What this task involves: Every record needs to be repeated exactly; its pictures do not.
━━━ Provided entries
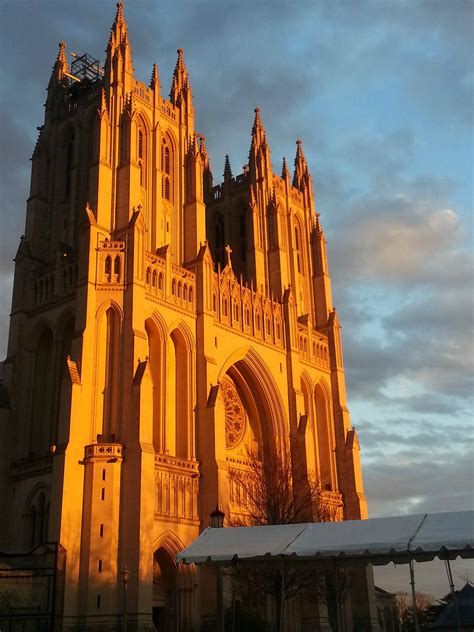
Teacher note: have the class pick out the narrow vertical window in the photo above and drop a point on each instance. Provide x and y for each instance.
(140, 144)
(167, 169)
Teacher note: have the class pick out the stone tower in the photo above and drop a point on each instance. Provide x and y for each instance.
(161, 326)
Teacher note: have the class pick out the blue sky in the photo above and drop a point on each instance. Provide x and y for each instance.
(381, 94)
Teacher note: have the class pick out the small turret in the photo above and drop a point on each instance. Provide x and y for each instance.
(227, 169)
(155, 78)
(301, 178)
(259, 157)
(119, 52)
(180, 88)
(60, 67)
(57, 82)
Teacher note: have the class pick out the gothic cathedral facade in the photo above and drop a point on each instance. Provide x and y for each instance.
(162, 329)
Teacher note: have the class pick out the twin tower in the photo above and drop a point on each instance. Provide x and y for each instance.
(163, 332)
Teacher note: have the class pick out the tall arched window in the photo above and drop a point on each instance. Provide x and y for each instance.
(36, 520)
(179, 370)
(166, 169)
(41, 406)
(112, 355)
(69, 164)
(155, 353)
(323, 439)
(141, 153)
(219, 238)
(243, 235)
(298, 249)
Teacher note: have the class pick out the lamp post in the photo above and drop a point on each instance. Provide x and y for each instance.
(125, 578)
(217, 522)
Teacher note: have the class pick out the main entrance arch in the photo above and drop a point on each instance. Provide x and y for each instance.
(173, 587)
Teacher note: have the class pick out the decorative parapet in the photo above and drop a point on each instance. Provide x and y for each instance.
(168, 109)
(176, 489)
(182, 286)
(313, 346)
(330, 506)
(34, 466)
(103, 452)
(240, 307)
(111, 263)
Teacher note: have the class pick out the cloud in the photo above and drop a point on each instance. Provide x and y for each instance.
(420, 483)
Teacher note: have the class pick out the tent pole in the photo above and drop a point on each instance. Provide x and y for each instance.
(220, 599)
(282, 602)
(453, 592)
(413, 594)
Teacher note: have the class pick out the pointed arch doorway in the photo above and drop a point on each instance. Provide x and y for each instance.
(173, 589)
(165, 583)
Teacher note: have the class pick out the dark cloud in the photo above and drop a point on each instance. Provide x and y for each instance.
(381, 93)
(420, 484)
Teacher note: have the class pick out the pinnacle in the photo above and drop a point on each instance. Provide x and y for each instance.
(155, 77)
(257, 122)
(119, 18)
(61, 58)
(119, 27)
(180, 83)
(227, 169)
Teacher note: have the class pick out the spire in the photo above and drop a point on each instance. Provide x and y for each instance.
(180, 89)
(227, 169)
(103, 104)
(301, 174)
(119, 31)
(155, 77)
(118, 47)
(259, 157)
(60, 67)
(258, 131)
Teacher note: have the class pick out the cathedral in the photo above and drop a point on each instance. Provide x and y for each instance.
(164, 329)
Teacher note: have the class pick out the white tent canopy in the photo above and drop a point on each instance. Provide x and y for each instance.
(377, 540)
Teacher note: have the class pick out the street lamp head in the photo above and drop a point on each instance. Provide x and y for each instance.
(217, 518)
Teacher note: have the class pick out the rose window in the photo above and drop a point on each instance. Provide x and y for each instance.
(234, 415)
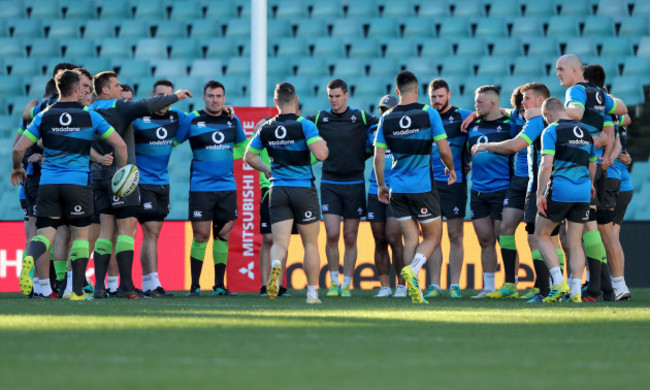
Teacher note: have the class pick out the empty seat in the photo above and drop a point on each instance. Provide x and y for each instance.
(170, 68)
(151, 49)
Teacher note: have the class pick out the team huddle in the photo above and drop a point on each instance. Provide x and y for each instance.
(560, 167)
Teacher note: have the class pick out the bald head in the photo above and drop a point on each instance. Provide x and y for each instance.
(568, 69)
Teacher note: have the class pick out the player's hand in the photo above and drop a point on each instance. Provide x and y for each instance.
(36, 157)
(182, 94)
(108, 159)
(625, 158)
(465, 125)
(17, 176)
(541, 204)
(382, 194)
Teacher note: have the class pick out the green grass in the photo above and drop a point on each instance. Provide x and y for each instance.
(248, 342)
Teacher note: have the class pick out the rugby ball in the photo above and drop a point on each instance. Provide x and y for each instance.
(125, 180)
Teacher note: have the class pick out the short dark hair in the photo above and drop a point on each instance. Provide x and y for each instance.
(595, 73)
(165, 83)
(66, 80)
(338, 83)
(406, 81)
(63, 66)
(437, 84)
(102, 79)
(284, 93)
(212, 84)
(539, 88)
━━━━━━
Output of the task:
Teacher note: have the class pick out the narrow vertical window in the photo above and drop a point on each instance. Provide x and y for each instance.
(140, 144)
(167, 169)
Teacher note: have the class pick out the stone tower in the photo above and drop a point on each instance. Provide x and y for each instance.
(161, 326)
Teacher note: have the class pick out the blue sky in the photo above and drop a point on each instance. Provide x and y for each instance.
(381, 94)
Teacher note: have the class pick out the small turret in the photo above and drop a point on each instance. Provide x and y for each instance.
(227, 169)
(155, 78)
(301, 178)
(259, 157)
(119, 52)
(180, 88)
(60, 67)
(57, 82)
Teacher note: have the class pick out the gothic cathedral facade in the photo above and drop a point on each instance. Provide x and y for each instance.
(162, 329)
Teacher note: have the class pick out the twin tower in the photo above and drop a point on each instance. Provide x and y for each instance.
(163, 332)
Teacher note: have the class pick out the tall arched window in the photo above and drop a point on each instance. Provide x and y for each instance.
(36, 520)
(179, 370)
(166, 169)
(41, 406)
(112, 355)
(69, 164)
(155, 353)
(323, 439)
(141, 153)
(219, 238)
(243, 235)
(298, 249)
Teacher note: have the class pick out the lamp post in the photo above and drop a point on each instance. Provide x and y for each instance.
(125, 578)
(217, 522)
Teacher note: have the class pick out the main entrance arch in the photo above and drop a point on each instance. Provide x and y for each instance.
(173, 587)
Teacher note: have the class pick out the decorative parapet in the photo above and drop a point on each instance. Provide x and y for each instance.
(168, 109)
(176, 489)
(182, 286)
(313, 346)
(330, 506)
(34, 466)
(103, 452)
(240, 307)
(111, 263)
Teacher note: have the class pick out the cloud in the photo above and drop a point on each instance. Provide x and y for each instance.
(420, 483)
Teacher note: have the class pick out the tent pole in the photo above and drop a point on each instance. Provide x and y for each instance.
(220, 599)
(282, 602)
(453, 592)
(413, 594)
Teacher note: have the class pick out the pointed arch doorway in the photo above and drop a point on each instance. Provide x and y for each instance.
(173, 589)
(165, 583)
Teacher note: have the class pick out the dark cloud in the photo above and drop a point on each instance. Provide x and y for each instance.
(381, 93)
(420, 484)
Teacher note: have the class pick out the pinnacle in the photo above and drop a point on each instance. Provide x and y for each instance.
(155, 77)
(257, 122)
(119, 18)
(61, 58)
(119, 27)
(180, 83)
(227, 169)
Teacher note: have the class pick out the spire in the photo above and drop a point on each instance. Provide x and y for each instance.
(180, 89)
(227, 169)
(103, 104)
(301, 174)
(119, 31)
(155, 77)
(118, 47)
(259, 157)
(60, 67)
(258, 131)
Teacher note: have the class pick out the cathedral in the photo above and drop a point on each instance. Provide x and y for each instance.
(164, 329)
Teacher note: have the class pick out the white tent canopy in the photo above and drop a point on each instance. Provide x and y for each instance.
(377, 540)
Teacher note: have the class pick out the street lamp head in the photo above and drop a point on each instance. Provide x and y for each instance.
(217, 518)
Teacher note: have the class pick out the rose window in the photo above and drop a point on each instance. Provide x and y for each instance.
(234, 415)
Teacher note: have the class pick out the empty seat in the photo above and drop a point on each instance. Provide x and y for each instance.
(170, 68)
(151, 49)
Teacher note: have the class pick out the team huddle in the photo above and drop a point on each instance. Provide x and y for each instance.
(560, 167)
Teacher note: have the class pick out the bald head in the photo above and drop a point on each instance. Provide x and y for each instance.
(568, 69)
Teacher note: have the class pick out the player's hand in the photo above and drop a point on each instance. Provide x and y for each instance.
(36, 157)
(182, 94)
(108, 159)
(625, 158)
(465, 125)
(17, 176)
(541, 204)
(382, 194)
Teacher note: have the class pick out the green grass in the photo above and drop a point on each instance. Provide x and y for each instance.
(248, 342)
Teacher note: have the class pick out the rugby ball in the photo above and drop a point on each instance. Provide x and y for each instance.
(125, 180)
Teacher note: have the class pick out the short dark hair in the photo above and drop a point on each instance. Provide x and y for each instance.
(595, 73)
(165, 83)
(66, 80)
(338, 83)
(406, 81)
(63, 66)
(437, 84)
(102, 79)
(284, 93)
(212, 84)
(539, 88)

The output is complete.